## THE REQUEST
Pull out every line in the data below that contains the word "desert", and copy each of those lines.
** START WORKING DATA **
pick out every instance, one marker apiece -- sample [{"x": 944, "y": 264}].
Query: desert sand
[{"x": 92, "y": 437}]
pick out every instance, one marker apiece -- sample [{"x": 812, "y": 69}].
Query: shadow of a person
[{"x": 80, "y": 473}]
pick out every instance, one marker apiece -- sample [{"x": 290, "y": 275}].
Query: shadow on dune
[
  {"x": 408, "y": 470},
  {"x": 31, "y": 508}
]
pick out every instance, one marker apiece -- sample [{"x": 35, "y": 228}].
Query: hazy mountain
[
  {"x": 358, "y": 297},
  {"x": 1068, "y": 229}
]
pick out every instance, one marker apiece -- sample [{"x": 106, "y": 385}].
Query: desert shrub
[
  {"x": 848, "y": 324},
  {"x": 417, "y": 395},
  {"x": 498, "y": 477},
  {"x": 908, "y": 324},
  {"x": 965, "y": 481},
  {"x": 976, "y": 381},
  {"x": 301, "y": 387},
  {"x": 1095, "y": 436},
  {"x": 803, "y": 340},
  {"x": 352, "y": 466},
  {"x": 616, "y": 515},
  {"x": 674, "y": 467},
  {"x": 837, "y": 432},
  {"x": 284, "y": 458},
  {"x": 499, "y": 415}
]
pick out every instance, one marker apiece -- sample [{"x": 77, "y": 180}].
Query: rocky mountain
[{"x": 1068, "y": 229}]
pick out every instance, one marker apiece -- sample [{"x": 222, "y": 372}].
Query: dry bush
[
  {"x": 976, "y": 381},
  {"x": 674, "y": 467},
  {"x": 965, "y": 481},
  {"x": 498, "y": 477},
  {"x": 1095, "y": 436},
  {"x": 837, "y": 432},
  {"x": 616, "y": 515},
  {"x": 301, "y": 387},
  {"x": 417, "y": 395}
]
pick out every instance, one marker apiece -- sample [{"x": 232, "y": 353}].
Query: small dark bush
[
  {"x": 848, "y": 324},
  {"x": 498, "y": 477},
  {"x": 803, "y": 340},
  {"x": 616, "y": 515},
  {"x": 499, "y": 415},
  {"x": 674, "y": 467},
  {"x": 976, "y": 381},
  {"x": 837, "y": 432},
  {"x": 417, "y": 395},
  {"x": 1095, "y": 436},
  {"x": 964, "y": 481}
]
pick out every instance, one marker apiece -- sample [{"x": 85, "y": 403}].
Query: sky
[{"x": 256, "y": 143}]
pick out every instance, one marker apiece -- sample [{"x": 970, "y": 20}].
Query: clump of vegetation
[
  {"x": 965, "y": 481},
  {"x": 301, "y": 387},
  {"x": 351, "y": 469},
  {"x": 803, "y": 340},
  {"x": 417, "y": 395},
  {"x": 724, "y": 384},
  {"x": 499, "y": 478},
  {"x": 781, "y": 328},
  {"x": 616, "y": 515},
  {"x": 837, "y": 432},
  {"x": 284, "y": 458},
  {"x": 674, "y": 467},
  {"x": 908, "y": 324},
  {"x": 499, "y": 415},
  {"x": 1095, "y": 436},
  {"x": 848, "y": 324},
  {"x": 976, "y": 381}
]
** END WORKING DATA **
** START WORKING DATA **
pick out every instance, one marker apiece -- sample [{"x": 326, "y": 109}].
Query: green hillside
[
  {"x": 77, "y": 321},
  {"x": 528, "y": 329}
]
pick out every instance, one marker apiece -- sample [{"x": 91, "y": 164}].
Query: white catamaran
** END WORKING DATA **
** START WORKING DATA **
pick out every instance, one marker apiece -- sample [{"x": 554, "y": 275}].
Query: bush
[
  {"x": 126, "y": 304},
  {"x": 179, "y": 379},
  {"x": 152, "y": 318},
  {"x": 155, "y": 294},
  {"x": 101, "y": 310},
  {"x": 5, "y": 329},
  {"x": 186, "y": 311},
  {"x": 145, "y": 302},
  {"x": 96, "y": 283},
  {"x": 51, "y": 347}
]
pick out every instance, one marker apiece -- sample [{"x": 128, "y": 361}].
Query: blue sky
** END WORKING DATA **
## EXERCISE OUTPUT
Query: desert sand
Query: desert shrub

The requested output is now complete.